- [What is expected]
Each entry below is to be transcribed exactly.

- [Supplied data]
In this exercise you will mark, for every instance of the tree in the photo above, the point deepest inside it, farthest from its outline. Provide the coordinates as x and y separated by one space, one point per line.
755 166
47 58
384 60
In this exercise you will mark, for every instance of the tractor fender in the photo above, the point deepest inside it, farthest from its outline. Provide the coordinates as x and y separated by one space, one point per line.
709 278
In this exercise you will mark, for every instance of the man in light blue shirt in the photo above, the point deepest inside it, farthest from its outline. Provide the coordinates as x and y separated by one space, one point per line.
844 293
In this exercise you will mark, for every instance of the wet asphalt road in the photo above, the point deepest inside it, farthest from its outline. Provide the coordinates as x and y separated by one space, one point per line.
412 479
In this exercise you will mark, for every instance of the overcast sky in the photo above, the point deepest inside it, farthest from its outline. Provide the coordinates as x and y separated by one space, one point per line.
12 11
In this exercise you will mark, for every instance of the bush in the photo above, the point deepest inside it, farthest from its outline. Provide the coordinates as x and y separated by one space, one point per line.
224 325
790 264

- [Solved exercise]
In this exercise you will mark, for every instance of the tree in the photo above, the point deepest inside it, farthest from its outline. Provide the coordinates as x and y separated by one space, one point per line.
755 166
47 58
384 60
In this exercise you will mark, for every instance of the tractor fender in the photo above, the point deepest inside it, farthest from its outline. Provide the coordinates as x and y separated by one space, one point per line.
709 278
In this exercise you will mark, for every instance of the man in light blue shirt in the photo above, the point deepest inside it, farthest from its outline. Provide the coordinates as x and y separated by one space, one point per line.
844 293
In this exercise you will mark, for every instance of the wet asphalt road in the photo above, the point deepest inside it, farthest from its outline. Provide the coordinates as x and y separated by one space, one point per line.
412 479
In this exercise you will mark, for every instance of the overcast sky in the photo above, the point deepest inside it, farthest from its outline. Provide the coordinates as x and y separated by one space, one point per line.
12 11
In this exercise you will mark, for every instance of the bush in the photo above, the point deepest inside it, farthest from its outline. Provide the coordinates as x and y separated by one space, one point per line.
224 325
790 264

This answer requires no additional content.